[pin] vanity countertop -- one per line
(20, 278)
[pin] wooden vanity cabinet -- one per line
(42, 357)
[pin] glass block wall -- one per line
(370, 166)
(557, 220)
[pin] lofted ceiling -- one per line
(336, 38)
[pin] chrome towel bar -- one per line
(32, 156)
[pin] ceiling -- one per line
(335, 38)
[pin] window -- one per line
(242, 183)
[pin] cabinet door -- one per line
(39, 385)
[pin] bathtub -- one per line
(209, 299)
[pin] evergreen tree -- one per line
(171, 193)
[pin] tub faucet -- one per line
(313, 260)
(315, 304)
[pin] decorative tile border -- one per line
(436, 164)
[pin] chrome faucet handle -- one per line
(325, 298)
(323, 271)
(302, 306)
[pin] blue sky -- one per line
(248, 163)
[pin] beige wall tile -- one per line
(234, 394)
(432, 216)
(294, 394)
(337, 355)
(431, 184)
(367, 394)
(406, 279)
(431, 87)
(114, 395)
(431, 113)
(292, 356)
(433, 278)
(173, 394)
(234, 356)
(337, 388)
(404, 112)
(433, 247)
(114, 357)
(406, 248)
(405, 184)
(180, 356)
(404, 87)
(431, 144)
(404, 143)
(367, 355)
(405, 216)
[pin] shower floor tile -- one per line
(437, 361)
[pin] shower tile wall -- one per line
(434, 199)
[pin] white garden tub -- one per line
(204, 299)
+ + + + +
Try it: Transcribe the listing from start to finish, exactly as given.

Written response:
[pin] vanity countertop -- one per line
(20, 278)
[pin] wooden vanity cabinet -- one per line
(42, 357)
[pin] glass block wall -- one per line
(370, 166)
(557, 220)
[pin] lofted ceiling -- one per line
(336, 38)
[pin] chrome towel bar -- one per line
(32, 156)
[pin] ceiling -- one per line
(335, 38)
[pin] window -- one per line
(242, 183)
[pin] cabinet door -- one per line
(39, 385)
[pin] bathtub -- one per line
(209, 299)
[pin] evergreen tree -- one per line
(171, 193)
[pin] tub faucet -- one per line
(313, 260)
(315, 304)
[pin] decorative tile border -- one per line
(436, 164)
[pin] chrome faucet handle -- one per line
(325, 298)
(323, 271)
(302, 306)
[pin] blue sky -- one per line
(248, 163)
[pin] beige wall tile -- one per line
(234, 394)
(432, 216)
(294, 394)
(337, 355)
(431, 184)
(367, 394)
(406, 279)
(431, 87)
(114, 395)
(431, 113)
(292, 356)
(433, 278)
(173, 394)
(234, 356)
(337, 388)
(404, 112)
(433, 247)
(114, 357)
(406, 248)
(405, 184)
(180, 356)
(404, 87)
(431, 144)
(404, 143)
(367, 355)
(405, 216)
[pin] shower floor tile -- one per line
(437, 361)
[pin] shower tile wall -- one per line
(434, 199)
[pin] white garden tub -- one per line
(204, 299)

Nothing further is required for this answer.